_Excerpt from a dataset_
————————
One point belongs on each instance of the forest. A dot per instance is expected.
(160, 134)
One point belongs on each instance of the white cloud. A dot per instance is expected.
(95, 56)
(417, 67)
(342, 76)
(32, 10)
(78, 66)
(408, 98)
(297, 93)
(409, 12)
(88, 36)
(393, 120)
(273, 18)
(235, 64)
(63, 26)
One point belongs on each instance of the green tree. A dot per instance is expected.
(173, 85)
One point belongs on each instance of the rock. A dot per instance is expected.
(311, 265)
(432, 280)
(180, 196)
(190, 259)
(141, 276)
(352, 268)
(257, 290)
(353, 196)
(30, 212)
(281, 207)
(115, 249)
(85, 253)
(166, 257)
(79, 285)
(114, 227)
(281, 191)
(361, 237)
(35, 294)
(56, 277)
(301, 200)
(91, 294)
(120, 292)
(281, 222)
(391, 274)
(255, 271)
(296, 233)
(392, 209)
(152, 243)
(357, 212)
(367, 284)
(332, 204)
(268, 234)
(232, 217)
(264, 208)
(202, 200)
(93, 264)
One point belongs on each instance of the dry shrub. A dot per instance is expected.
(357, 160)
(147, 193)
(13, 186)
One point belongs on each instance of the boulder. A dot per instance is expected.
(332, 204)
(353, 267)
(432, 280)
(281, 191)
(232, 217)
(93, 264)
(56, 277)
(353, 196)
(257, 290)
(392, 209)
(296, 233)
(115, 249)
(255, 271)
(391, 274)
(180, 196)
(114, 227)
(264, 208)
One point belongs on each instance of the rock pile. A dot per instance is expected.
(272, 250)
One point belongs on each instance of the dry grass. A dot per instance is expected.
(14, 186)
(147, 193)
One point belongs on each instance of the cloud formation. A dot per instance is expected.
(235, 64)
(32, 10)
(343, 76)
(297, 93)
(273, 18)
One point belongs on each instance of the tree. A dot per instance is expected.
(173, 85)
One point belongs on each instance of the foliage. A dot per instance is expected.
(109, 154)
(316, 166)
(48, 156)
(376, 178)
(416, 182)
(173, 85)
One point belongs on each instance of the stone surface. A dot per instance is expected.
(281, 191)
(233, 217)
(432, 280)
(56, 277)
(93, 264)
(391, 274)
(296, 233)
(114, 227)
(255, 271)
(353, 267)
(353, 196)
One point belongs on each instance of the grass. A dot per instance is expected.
————————
Extract the complete listing above, reproducing each line exactly.

_Answer below_
One point belongs on each instance of the forest. A dot per instance is expected.
(160, 134)
One point belongs on each instance of the white cloud. A dot per instance is expected.
(95, 56)
(417, 67)
(342, 76)
(32, 10)
(78, 66)
(408, 98)
(297, 93)
(409, 12)
(88, 36)
(393, 120)
(273, 18)
(235, 64)
(63, 26)
One point belongs on each instance of the green tree. A dot per instance is expected.
(173, 85)
One point belongs on each instance of the rock. A dot per instance is expected.
(311, 265)
(432, 280)
(180, 196)
(190, 259)
(141, 276)
(352, 268)
(257, 290)
(353, 196)
(30, 212)
(281, 207)
(115, 249)
(85, 253)
(166, 257)
(79, 285)
(114, 227)
(281, 191)
(361, 237)
(35, 294)
(56, 277)
(301, 200)
(91, 294)
(120, 292)
(281, 222)
(391, 274)
(255, 271)
(296, 233)
(392, 209)
(152, 243)
(357, 212)
(367, 284)
(332, 204)
(268, 234)
(232, 217)
(264, 208)
(202, 200)
(93, 264)
One point belongs on each instance of the dry shrub. A dot per instance is expected.
(357, 160)
(147, 193)
(13, 186)
One point belongs on each instance of the boulder. A dot per instance is expected.
(332, 204)
(353, 267)
(432, 280)
(281, 191)
(232, 217)
(93, 264)
(56, 277)
(353, 196)
(257, 290)
(392, 209)
(296, 233)
(115, 249)
(255, 271)
(391, 274)
(180, 196)
(114, 227)
(264, 208)
One point belongs on each instance of the rock pile. A dot per instance is expected.
(272, 250)
One point belongs on each instance of the dry grass. A dot per instance is expected.
(14, 186)
(147, 193)
One point belongs on each instance of the cloud formation. A dot per instance is expected.
(235, 64)
(32, 10)
(343, 76)
(297, 93)
(273, 18)
One point belongs on each instance of the tree. A dot per instance is expected.
(173, 85)
One point belongs on each instance of the foliage. A dot per instance is expected.
(109, 154)
(316, 166)
(48, 156)
(376, 178)
(416, 182)
(173, 85)
One point belongs on each instance of the stone surface. A dot per instance is expected.
(281, 191)
(233, 217)
(432, 280)
(56, 277)
(93, 264)
(391, 274)
(296, 233)
(114, 227)
(255, 271)
(353, 267)
(353, 196)
One point belongs on each instance of the grass. A dot per instance is expected.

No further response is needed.